### Source data
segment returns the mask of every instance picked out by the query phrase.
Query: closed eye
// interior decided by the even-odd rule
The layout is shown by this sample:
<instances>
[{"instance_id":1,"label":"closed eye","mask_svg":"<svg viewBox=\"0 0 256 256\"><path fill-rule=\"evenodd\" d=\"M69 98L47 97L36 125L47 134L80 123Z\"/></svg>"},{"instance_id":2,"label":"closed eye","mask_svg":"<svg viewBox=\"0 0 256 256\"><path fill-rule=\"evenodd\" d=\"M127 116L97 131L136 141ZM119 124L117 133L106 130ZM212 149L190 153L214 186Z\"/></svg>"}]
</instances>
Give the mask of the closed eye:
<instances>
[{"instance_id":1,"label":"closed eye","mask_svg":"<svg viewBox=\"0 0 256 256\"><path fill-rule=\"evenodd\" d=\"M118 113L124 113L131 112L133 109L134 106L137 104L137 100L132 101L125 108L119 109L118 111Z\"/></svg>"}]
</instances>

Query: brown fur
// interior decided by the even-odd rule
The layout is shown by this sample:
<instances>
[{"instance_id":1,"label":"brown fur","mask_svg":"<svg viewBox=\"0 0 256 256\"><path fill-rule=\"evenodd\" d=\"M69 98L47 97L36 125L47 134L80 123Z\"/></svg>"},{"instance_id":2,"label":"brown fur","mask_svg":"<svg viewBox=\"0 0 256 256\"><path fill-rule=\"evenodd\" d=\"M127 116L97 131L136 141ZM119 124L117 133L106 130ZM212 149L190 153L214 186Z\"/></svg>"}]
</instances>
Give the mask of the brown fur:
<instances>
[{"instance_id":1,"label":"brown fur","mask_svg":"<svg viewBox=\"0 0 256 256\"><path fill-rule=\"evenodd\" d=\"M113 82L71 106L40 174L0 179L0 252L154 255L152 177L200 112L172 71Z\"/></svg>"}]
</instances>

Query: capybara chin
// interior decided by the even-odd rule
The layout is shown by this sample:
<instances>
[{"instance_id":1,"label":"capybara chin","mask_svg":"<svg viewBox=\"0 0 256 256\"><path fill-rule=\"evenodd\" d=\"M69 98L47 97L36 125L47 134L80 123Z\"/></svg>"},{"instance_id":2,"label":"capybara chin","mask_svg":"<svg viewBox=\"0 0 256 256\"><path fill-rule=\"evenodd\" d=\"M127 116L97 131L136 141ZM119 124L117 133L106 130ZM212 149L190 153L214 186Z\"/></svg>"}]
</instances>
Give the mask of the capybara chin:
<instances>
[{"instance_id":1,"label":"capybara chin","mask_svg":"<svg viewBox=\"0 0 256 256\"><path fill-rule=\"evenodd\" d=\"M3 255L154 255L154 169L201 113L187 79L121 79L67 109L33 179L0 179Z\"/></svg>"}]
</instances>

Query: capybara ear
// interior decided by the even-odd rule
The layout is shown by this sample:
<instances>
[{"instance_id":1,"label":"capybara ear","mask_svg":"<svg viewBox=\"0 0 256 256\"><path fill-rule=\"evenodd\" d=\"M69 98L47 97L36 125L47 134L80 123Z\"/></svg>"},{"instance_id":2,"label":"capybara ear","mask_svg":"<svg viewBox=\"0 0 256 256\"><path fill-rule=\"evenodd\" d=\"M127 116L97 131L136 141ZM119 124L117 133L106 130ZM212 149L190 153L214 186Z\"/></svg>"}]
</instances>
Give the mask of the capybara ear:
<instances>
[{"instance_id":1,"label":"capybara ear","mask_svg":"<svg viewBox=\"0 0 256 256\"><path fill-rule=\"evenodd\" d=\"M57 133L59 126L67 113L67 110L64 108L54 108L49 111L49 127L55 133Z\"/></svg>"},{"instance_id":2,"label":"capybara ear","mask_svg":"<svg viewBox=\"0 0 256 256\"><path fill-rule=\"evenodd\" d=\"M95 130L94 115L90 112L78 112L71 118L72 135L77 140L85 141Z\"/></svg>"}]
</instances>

### What the task asks
Recast every line of the source data above as a numbered list item, omitting blank lines.

### Expected output
1. segment returns the mask of every instance picked out by the query phrase.
2. Query: closed eye
3. // interior decided by the even-odd rule
4. The layout is shown by this sample:
5. <instances>
6. [{"instance_id":1,"label":"closed eye","mask_svg":"<svg viewBox=\"0 0 256 256\"><path fill-rule=\"evenodd\" d=\"M69 98L47 97L36 125L47 134L80 123Z\"/></svg>"},{"instance_id":2,"label":"closed eye","mask_svg":"<svg viewBox=\"0 0 256 256\"><path fill-rule=\"evenodd\" d=\"M127 116L97 131L136 141ZM119 124L117 133L106 130ZM212 149L190 153L214 186Z\"/></svg>"}]
7. </instances>
8. Give the mask of the closed eye:
9. <instances>
10. [{"instance_id":1,"label":"closed eye","mask_svg":"<svg viewBox=\"0 0 256 256\"><path fill-rule=\"evenodd\" d=\"M118 113L124 113L131 112L133 109L134 106L137 104L137 100L132 101L125 108L119 109L118 111Z\"/></svg>"}]
11. </instances>
12. Query: brown fur
13. // interior decided by the even-odd rule
14. The layout is shown by this sample:
15. <instances>
16. [{"instance_id":1,"label":"brown fur","mask_svg":"<svg viewBox=\"0 0 256 256\"><path fill-rule=\"evenodd\" d=\"M69 98L47 97L36 125L47 134L80 123Z\"/></svg>"},{"instance_id":2,"label":"brown fur","mask_svg":"<svg viewBox=\"0 0 256 256\"><path fill-rule=\"evenodd\" d=\"M127 116L97 131L136 141ZM119 124L117 133L106 130ZM212 149L190 153L214 186Z\"/></svg>"}]
17. </instances>
18. Give the mask of the brown fur:
19. <instances>
20. [{"instance_id":1,"label":"brown fur","mask_svg":"<svg viewBox=\"0 0 256 256\"><path fill-rule=\"evenodd\" d=\"M113 82L71 106L40 174L0 179L0 252L154 255L152 177L200 112L172 71Z\"/></svg>"}]
21. </instances>
22. Query: capybara chin
23. // interior decided by the even-odd rule
24. The layout is shown by this sample:
25. <instances>
26. [{"instance_id":1,"label":"capybara chin","mask_svg":"<svg viewBox=\"0 0 256 256\"><path fill-rule=\"evenodd\" d=\"M69 98L47 97L36 125L47 134L80 123Z\"/></svg>"},{"instance_id":2,"label":"capybara chin","mask_svg":"<svg viewBox=\"0 0 256 256\"><path fill-rule=\"evenodd\" d=\"M127 116L97 131L136 141ZM119 124L117 133L106 130ZM212 149L190 153L214 186Z\"/></svg>"}]
27. </instances>
28. Give the mask of the capybara chin:
29. <instances>
30. [{"instance_id":1,"label":"capybara chin","mask_svg":"<svg viewBox=\"0 0 256 256\"><path fill-rule=\"evenodd\" d=\"M3 255L154 255L154 169L201 113L187 79L121 79L67 109L33 179L0 179Z\"/></svg>"}]
31. </instances>
32. Query: capybara ear
33. // interior decided by the even-odd rule
34. The layout is shown by this sample:
35. <instances>
36. [{"instance_id":1,"label":"capybara ear","mask_svg":"<svg viewBox=\"0 0 256 256\"><path fill-rule=\"evenodd\" d=\"M69 98L47 97L36 125L47 134L80 123Z\"/></svg>"},{"instance_id":2,"label":"capybara ear","mask_svg":"<svg viewBox=\"0 0 256 256\"><path fill-rule=\"evenodd\" d=\"M127 116L97 131L136 141ZM119 124L117 133L106 130ZM212 149L190 153L214 186Z\"/></svg>"}]
37. </instances>
38. Give the mask of the capybara ear:
39. <instances>
40. [{"instance_id":1,"label":"capybara ear","mask_svg":"<svg viewBox=\"0 0 256 256\"><path fill-rule=\"evenodd\" d=\"M57 133L59 126L67 113L67 110L64 108L54 108L49 111L49 127L55 133Z\"/></svg>"},{"instance_id":2,"label":"capybara ear","mask_svg":"<svg viewBox=\"0 0 256 256\"><path fill-rule=\"evenodd\" d=\"M95 130L94 115L90 112L78 112L71 118L72 135L77 140L85 141Z\"/></svg>"}]
41. </instances>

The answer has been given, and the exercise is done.